Skip to content

assakafpix/gomap

Repository files navigation

gomap

SOCKS5-native service detection — nmap-grade fingerprints, single Go binary.

gomap is a service-version detector that speaks the same probe language as nmap -sV (it embeds the official nmap-service-probes database — 187 probes, 12,000+ signatures), but routes every TCP connection through a SOCKS5 proxy with auth. No companion container, no proxychains, no fork of nmap.

It exists because nmap's packet-crafting design can't ride on top of a SOCKS5 tunnel: nmap sends raw TCP/IP packets, SOCKS5 only carries TCP CONNECT. gomap does the connect scan + service detection slice — the part that can go through SOCKS5 — and does it with the same fingerprint quality.

Why

You probably want this if any of these are true:

  • You run port discovery through a SOCKS5 proxy and you need service identification on the same path.
  • You can't deploy nmap (containerized environments, no raw socket privileges, sandboxed CI).
  • You want CPE 2.3 output ready to feed into a vulnerability database.

☆ ☆ ☆ ☆ ☆

_REQUIRED ACTIONS_
(1) According to the gomap description, how many probes does the embedded nmap-service-probes database contain?
(2) List every situation that the gomap description gives as a reason someone would probably want the tool.
(3) Pick up the gomap description after its final sentence and continue it.
The material that comes after the gomap description is separate from it.

_DATA SHOWN_
☆ ☆ ☆ ☆ ☆

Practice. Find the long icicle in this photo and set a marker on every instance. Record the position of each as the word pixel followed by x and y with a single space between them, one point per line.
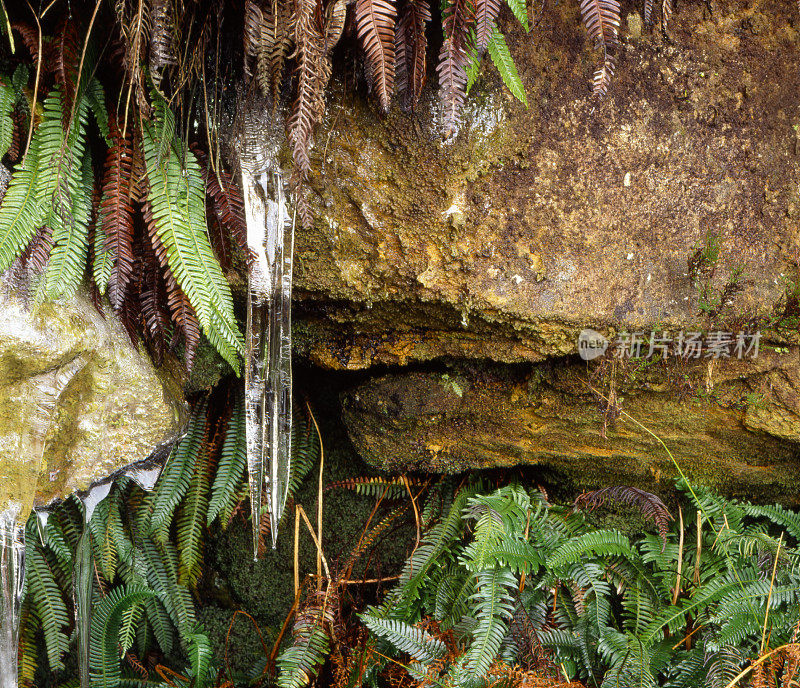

☆ ☆ ☆ ☆ ☆

_RESPONSES FOR EACH TASK_
(1) It contains 187 probes.

(2)
- Running port discovery through a SOCKS5 proxy and needing service identification on the same path
- Being unable to deploy nmap (containerized environments, no raw socket privileges, sandboxed CI)
- Wanting CPE 2.3 output ready to feed into a vulnerability database

(3)
  • You don't want to ship a companion container just to run nmap -sV over an SSH tunnel.

Install

go install github.com/assakafpix/gomap@latest

Or build from source:

git clone https://github.com/assakafpix/gomap
cd gomap
go build -o gomap .

The binary is fully self-contained — the nmap probe database is embedded at compile time.

Usage

The CLI mirrors nmap's flag shape so muscle memory transfers:

# Like nmap -sV
gomap -sV -p 22,80,443 scanme.nmap.org

# Top 100 most common ports through a SOCKS5 proxy
gomap --top-ports 100 --proxy socks5://user:pass@proxy:1080 10.0.0.1

# Full port range with maximum probe intensity
gomap -p- --version-intensity 9 target.example.com

# Pipe targets from any port scanner
echo target.example.com:8443 | gomap --proxy socks5://proxy:1080

# Read targets from file (nmap's -iL)
gomap -iL targets.txt --proxy socks5://proxy:1080 -oJ

Flags

nmap-compatible what it does
-sV Enable service/version detection (default: open-port scan only, like nmap)
-p 22,80,443 Port list (also -p1-1024, -p- for all 65535)
--top-ports N Scan the top N most common ports (10, 100, 1000)
-iL file.txt Read targets from file
--version-intensity 0-9 Probe intensity (default 9, max — pass --version-light for nmap-equivalent default of 2)
--version-light / --version-all Aliases for intensity 2 / 9
--max-parallelism N (or -c N) Concurrent probes (default 50)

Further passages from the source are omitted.